(GIVEN PASSAGE)
───
Consumer Debt Statistics: Causes and Impact

3 Reasons Why Americans Are in So Much Debt

Cut credit card
Many consumers cut credit cards during the recession -- and left them that way. Photo: Chemistry/Getty Images

Definition: Consumer debt is what you owe, as opposed to what a business or the government owes. It's also called consumer credit. It can be borrowed from a bank, a credit union and the federal government. 

There are two types of consumer debt: credit cards (revolving) and fixed-payment loans (non-revolving).  Credit card debt is called revolving because it's meant to be paid off each month. They incur These come with variable interest rates.

They vary with changes in Libor.

Non-revolving debt isn't paid off each month.  Instead, these loans are usually held for the life of the underlying asset. Borrowers can choose between loans with either fixed interest rates or variable rates. Most non-revolving debt is auto loans or school loans.

Although home mortgages are also an enormous loan, they aren't a type of consumer debt. Instead, they are personal investments in residential real estate.

Statistics

In July 2017, U.S. consumer debt rose 5.9 percent to $3.754 trillion. That surpassed last month's record of $3.735 trillion.

Of this, $2.8 trillion was non-revolving debt, and it rose 6.9 percent. Most of the growth comes from education loans. In July 2017, it was $1.109 trillion. The Affordable Care Act of 2010 replaced Sallie Mae with federal government management of school loans. That cut costs by eliminating the middle man. It also increased the availability of education assistance.

As a result, non-revolving debt rose from 62 percent of all consumer debt in 2008 to 73 percent in 2017. (Source: "G-19 Report," The Board of Governors of the Federal Reserve System.)
───
(PROVIDED DATA)
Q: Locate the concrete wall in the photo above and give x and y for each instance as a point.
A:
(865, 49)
───
(EXERCISE SET)
**1.** According to the consumer debt article, what did the Affordable Care Act of 2010 replace Sallie Mae with?
**2.** Please resume the consumer debt article right after its last sentence, in the same style.

(RESULTS OF THE TASKS)
**1.** Federal government management of school loans.

**2.**
Credit card debt totaled $994 billion, and it increased 3.2 percent during the month. Credit card debt hit a record of $1.02 trillion in April 2008.

But credit card debt is only 26 percent of total debt. It was 38 percent in 2008.

The Federal Reserve reports on consumer debt each month. Here are historical statistics by month since 1943.

Why Are Americans in So Much Debt? 

Why is debt in America so high? There are three reasons.

First, credit card debt rose due to the Bankruptcy Protection Act of 2005. The Act made it harder for people to file for bankruptcy. As a result, they turned to credit cards in a desperate attempt to pay their bills. Credit card debt reached its all-time peak of $1.028 trillion in July 2008. That was an average of $8,640 per household. Most of this debt was to cover unexpected medical bills. See Health Care Costs Are the No.1 Cause of Bankruptcy.

The recession curtailed credit card debt. It fell more than 10 percent in each of the first three months of 2009. During the recession, banks cut back on consumer lending. Then the Dodd-Frank Wall Street Reform Act increased regulations over credit cards. Banks further tightened credit standards. By April 2011, credit card debt had fallen to a low of $839.6 billion.  Despite these decreases, the average American household still owed $7,055 each.  For more on the regulations, see Consumer Financial Protection Agency.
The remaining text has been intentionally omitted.